An exact transcription of every record is needed.

━━━━━ Given records ━━━━━

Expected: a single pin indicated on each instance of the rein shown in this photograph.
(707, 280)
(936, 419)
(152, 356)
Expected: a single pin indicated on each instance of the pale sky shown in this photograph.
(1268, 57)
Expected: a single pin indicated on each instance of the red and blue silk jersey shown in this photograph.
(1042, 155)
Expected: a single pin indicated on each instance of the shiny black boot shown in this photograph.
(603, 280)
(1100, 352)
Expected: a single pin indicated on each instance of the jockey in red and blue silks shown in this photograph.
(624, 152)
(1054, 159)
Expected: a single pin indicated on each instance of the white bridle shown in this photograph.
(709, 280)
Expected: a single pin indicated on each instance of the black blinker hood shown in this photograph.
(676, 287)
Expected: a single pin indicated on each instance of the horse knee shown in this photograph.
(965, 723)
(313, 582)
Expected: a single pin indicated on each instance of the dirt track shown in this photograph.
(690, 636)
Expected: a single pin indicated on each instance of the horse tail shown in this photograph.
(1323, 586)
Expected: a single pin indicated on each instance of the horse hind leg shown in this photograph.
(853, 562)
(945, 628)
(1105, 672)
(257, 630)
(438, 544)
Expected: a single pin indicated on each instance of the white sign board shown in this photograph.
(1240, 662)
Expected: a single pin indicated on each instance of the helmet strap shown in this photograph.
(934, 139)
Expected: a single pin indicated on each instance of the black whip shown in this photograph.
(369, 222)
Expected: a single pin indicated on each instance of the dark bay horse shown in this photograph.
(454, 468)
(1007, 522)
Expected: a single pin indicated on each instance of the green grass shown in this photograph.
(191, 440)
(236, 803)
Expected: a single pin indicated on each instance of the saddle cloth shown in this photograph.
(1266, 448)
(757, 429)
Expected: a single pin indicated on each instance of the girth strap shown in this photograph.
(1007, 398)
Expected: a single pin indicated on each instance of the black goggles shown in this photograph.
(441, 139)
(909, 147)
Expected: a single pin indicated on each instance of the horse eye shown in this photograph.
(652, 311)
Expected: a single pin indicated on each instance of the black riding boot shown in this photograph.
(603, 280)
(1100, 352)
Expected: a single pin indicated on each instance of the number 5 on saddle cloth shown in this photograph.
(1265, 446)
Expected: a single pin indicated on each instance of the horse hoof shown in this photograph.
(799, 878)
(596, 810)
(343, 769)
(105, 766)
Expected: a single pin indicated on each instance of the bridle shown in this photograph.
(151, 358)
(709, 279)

━━━━━

> [Expected answer]:
Expected: a single pin indicated on each instance of the rein shown in this photograph.
(707, 280)
(936, 419)
(152, 356)
Expected: a single pin indicated on each instance of the pale sky shown in this photograph.
(1268, 57)
Expected: a single pin indicated on each instance of the red and blue silk jersey shown in this photograph.
(1042, 155)
Expected: a single pin indicated on each instance of the shiny black boot shown in this photograph.
(603, 280)
(1100, 352)
Expected: a single pin indicated on each instance of the jockey in red and blue silks shown in this photograph.
(624, 152)
(1054, 159)
Expected: a single pin indicated on each instance of the white bridle shown in this photograph.
(709, 280)
Expected: a single pin indicated on each instance of the black blinker hood shown in this photograph.
(676, 287)
Expected: a single pin indicated on each instance of the horse knee shown in this photograph.
(965, 723)
(313, 582)
Expected: a single pin indicated on each instance of the dirt track shown in this photograph.
(690, 636)
Expected: a single pin indicated on each instance of the horse tail shown in this photograph.
(1323, 586)
Expected: a single pin indicated on each instance of the horse hind leg shown in this photograph.
(853, 562)
(945, 628)
(1105, 672)
(257, 630)
(438, 544)
Expected: a single pin indicated on each instance of the white sign board shown in this photograph.
(1240, 662)
Expected: a single pin indicated on each instance of the helmet strap shown in this photograph.
(934, 139)
Expected: a single pin indicated on each instance of the black whip shown in this photograph.
(369, 222)
Expected: a single pin indicated on each instance of the dark bay horse shown in this photograph.
(454, 468)
(1007, 522)
Expected: a single pin indicated on each instance of the green grass shown in this photograph.
(191, 440)
(236, 803)
Expected: a single pin indicated on each instance of the saddle cloth shown in this photograph.
(1266, 448)
(757, 429)
Expected: a single pin indicated on each instance of the girth strap shown in this photograph.
(1007, 398)
Expected: a single pin indicated on each instance of the black goggles shown in this photograph.
(441, 139)
(909, 147)
Expected: a single pin indicated on each instance of the horse eye shown in this photograph.
(652, 311)
Expected: a single pin indicated on each instance of the black riding boot shown in this photograph.
(603, 280)
(1100, 352)
Expected: a single pin indicated on each instance of the number 5 on saddle cloth shown in this photograph.
(1265, 446)
Expected: a single pin indicated on each instance of the horse hoof shown in this photograph.
(799, 878)
(596, 810)
(343, 769)
(105, 766)
Expected: a single pin indicated on each instance of the bridle shown in this photograph.
(151, 358)
(709, 279)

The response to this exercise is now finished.